> [Exercise prompt]
Swap "Record the coordinates" for "Write the coordinates" everywhere it occurs in the records below, and reproduce the records with nothing else changed.

> [Records shown]
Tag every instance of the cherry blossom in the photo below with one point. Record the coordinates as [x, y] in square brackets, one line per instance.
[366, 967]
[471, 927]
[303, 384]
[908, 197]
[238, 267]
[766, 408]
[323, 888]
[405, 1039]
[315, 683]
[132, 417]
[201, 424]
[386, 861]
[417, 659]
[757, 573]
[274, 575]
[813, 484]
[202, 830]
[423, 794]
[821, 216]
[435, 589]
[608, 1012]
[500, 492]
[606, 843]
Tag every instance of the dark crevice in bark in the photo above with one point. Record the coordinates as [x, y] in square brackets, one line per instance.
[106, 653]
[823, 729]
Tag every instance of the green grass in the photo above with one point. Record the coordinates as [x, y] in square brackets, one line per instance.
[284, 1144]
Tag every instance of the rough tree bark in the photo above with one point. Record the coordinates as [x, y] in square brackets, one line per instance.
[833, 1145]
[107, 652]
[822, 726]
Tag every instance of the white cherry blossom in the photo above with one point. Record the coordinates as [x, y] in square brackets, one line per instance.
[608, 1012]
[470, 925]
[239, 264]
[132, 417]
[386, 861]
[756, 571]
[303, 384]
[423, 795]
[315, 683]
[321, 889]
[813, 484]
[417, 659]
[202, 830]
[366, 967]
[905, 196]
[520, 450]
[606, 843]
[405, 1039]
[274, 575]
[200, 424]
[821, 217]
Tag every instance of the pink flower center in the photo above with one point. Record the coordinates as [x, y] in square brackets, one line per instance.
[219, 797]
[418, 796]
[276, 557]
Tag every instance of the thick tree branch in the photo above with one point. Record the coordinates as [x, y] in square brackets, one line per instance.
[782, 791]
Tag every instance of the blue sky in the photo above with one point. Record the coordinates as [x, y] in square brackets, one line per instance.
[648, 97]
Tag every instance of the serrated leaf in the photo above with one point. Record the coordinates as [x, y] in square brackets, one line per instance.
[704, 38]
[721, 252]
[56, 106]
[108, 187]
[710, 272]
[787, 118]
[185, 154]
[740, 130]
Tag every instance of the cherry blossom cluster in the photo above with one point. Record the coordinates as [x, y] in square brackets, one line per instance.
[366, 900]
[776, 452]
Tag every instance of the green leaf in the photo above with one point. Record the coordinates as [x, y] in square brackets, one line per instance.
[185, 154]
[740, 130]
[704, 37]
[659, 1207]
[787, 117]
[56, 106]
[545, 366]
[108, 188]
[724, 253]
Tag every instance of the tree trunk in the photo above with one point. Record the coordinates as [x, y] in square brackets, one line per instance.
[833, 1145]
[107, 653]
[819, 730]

> [Answer to this task]
Tag every instance of the cherry blossom in the photo below with one point. Write the coordinates as [x, y] in square brackets, one line per instance.
[366, 967]
[471, 927]
[303, 384]
[908, 197]
[238, 267]
[766, 408]
[323, 888]
[405, 1039]
[315, 683]
[132, 417]
[201, 424]
[386, 861]
[417, 659]
[757, 573]
[274, 575]
[813, 484]
[202, 830]
[423, 794]
[821, 216]
[435, 589]
[608, 1012]
[500, 492]
[606, 843]
Tag every instance of the dark crevice in bark in the photo above with one point. Write the coordinates as [x, y] in square brackets, one line per instance.
[106, 653]
[823, 729]
Tag every instance of the green grass in the photo above with one point. Write the coordinates as [x, y] in square brackets, one line per instance.
[284, 1144]
Tag every instance of the rough tree bark in the photo above with one point. Write the coordinates as [x, y] in square brackets, one line per instance.
[833, 1145]
[107, 652]
[822, 726]
Tag every instance of the white cherry blossom in the photo above with one point. Write the coordinates as [x, y] in square brackets, one line per instance.
[608, 1012]
[470, 925]
[239, 264]
[132, 417]
[386, 861]
[756, 571]
[303, 384]
[423, 795]
[315, 683]
[321, 889]
[813, 484]
[417, 659]
[202, 830]
[366, 967]
[905, 196]
[520, 450]
[606, 843]
[405, 1039]
[274, 575]
[200, 424]
[821, 217]
Tag every instance of the pink flower center in the photo above with one point. Write the coordinates as [x, y] in square brackets, one line per instance.
[219, 797]
[418, 796]
[276, 557]
Tag every instance of the thick tree branch in the photo above with one point. Write the coordinates as [x, y] in square brackets, one line per instance.
[782, 791]
Tag every instance of the blue sky in the photo above with one point. Write the coordinates as [x, y] in square brackets, one line per instance.
[648, 97]
Tag every instance of the serrated leaf in the photo above with one point. Write the coordinates as [x, y] in square brackets, one line per instance.
[704, 38]
[721, 252]
[56, 106]
[108, 187]
[710, 272]
[787, 118]
[185, 154]
[740, 130]
Tag every instance of the cherry blossom cluster in the photo above with one point. Write the coordinates as [x, y] in square brackets, one line per instance.
[366, 900]
[776, 452]
Tag every instance of the green leaf in the photo above with one point. Write the coordinates as [x, y] in square brackets, one line per instance.
[185, 154]
[740, 130]
[704, 37]
[659, 1207]
[787, 117]
[56, 106]
[545, 366]
[108, 188]
[724, 253]
Tag every instance of the tree trunk in the photo above with one point. Write the coordinates as [x, y] in square brackets, one line per instance.
[833, 1145]
[107, 653]
[819, 730]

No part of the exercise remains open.